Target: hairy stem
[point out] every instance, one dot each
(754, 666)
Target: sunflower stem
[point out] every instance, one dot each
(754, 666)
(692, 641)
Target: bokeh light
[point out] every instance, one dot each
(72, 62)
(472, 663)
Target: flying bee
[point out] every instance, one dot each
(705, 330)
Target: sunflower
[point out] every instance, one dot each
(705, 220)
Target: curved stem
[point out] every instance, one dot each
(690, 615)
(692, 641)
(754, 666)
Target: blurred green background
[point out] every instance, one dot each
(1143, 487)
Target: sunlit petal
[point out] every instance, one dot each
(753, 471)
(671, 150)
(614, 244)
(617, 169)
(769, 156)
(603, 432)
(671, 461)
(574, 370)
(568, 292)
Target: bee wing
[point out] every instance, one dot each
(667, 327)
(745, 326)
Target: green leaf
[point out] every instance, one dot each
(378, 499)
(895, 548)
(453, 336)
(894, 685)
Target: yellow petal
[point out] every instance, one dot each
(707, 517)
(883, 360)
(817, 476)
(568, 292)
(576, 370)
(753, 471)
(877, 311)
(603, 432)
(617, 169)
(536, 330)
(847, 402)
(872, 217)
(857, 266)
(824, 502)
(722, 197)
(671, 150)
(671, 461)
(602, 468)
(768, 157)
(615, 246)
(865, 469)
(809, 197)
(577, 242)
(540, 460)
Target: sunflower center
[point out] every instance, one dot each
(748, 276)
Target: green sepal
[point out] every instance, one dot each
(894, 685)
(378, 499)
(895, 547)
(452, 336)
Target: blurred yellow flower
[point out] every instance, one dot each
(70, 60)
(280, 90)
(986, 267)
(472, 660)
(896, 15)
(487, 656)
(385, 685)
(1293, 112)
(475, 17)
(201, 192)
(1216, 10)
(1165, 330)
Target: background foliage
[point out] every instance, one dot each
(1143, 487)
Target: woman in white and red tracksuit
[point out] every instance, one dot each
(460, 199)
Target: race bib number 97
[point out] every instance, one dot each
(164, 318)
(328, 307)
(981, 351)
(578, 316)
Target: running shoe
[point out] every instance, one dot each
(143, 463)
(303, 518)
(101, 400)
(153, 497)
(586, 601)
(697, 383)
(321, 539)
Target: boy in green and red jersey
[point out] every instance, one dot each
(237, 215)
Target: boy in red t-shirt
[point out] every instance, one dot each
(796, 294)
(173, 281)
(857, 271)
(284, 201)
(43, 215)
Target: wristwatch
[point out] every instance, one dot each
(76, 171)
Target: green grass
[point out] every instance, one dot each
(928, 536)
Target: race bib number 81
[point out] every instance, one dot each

*EXERCISE DETAILS*.
Your task is to quote the listing above word for word.

*RESULT FOR THIS EXERCISE*.
Target: hairy stem
[point out] every instance, one dot each
(754, 666)
Target: sunflower stem
[point out] every instance, one dot each
(754, 666)
(692, 641)
Target: bokeh light
[point out] every instance, one dot each
(72, 62)
(472, 663)
Target: flying bee
[point out] every instance, one dot each
(705, 330)
Target: sunflower
[point out] every instance, one dot each
(705, 220)
Target: curved stem
[point out] every instance, one dot each
(690, 615)
(692, 641)
(754, 666)
Target: blurred green background
[point out] every instance, one dot each
(1143, 487)
Target: sunlit petal
[point out] every instance, one dot each
(753, 471)
(671, 150)
(614, 244)
(617, 169)
(769, 156)
(603, 432)
(671, 461)
(574, 370)
(568, 292)
Target: bee wing
[point out] every instance, one dot each
(667, 327)
(745, 326)
Target: green leaf
[point out] every instance, one dot each
(378, 499)
(895, 548)
(453, 336)
(894, 685)
Target: yellow petal
[point out] every instance, one dot each
(707, 517)
(883, 360)
(817, 476)
(568, 292)
(576, 370)
(753, 471)
(877, 311)
(603, 432)
(617, 169)
(536, 330)
(847, 402)
(872, 217)
(857, 266)
(824, 502)
(722, 197)
(671, 150)
(671, 461)
(602, 468)
(768, 157)
(615, 246)
(865, 469)
(809, 197)
(577, 242)
(540, 460)
Target: sunflower center
[point out] every instance, one dot each
(748, 276)
Target: green sepal
[point out] every instance, one dot each
(894, 685)
(378, 499)
(895, 547)
(452, 336)
Target: blurred yellow flower
[point out] every instance, one dot each
(70, 60)
(280, 90)
(986, 267)
(472, 660)
(896, 15)
(487, 656)
(385, 685)
(1293, 112)
(475, 17)
(201, 192)
(1216, 10)
(1165, 330)
Target: background foliage
[point out] every instance, one dot each
(1143, 487)
Target: woman in white and red tracksuit
[point out] every instance, one dot each
(460, 199)
Target: race bib number 97
[point out] every instance, one dot each
(164, 318)
(328, 307)
(981, 351)
(578, 316)
Target: running shoe
[point out] every instance, one dot each
(143, 463)
(303, 518)
(101, 400)
(153, 497)
(586, 601)
(697, 383)
(321, 539)
Target: boy in green and red jersey
[point out] every instance, one dot each
(237, 215)
Target: boy in red t-shirt
[point out] every instance, one dot each
(796, 294)
(173, 281)
(857, 271)
(284, 201)
(43, 215)
Target: wristwatch
[point out] every instance, one dot each
(76, 171)
Target: green grass
[point out] every instance, one dot each
(928, 536)
Target: race bib number 81
[point out] every instance, one dot each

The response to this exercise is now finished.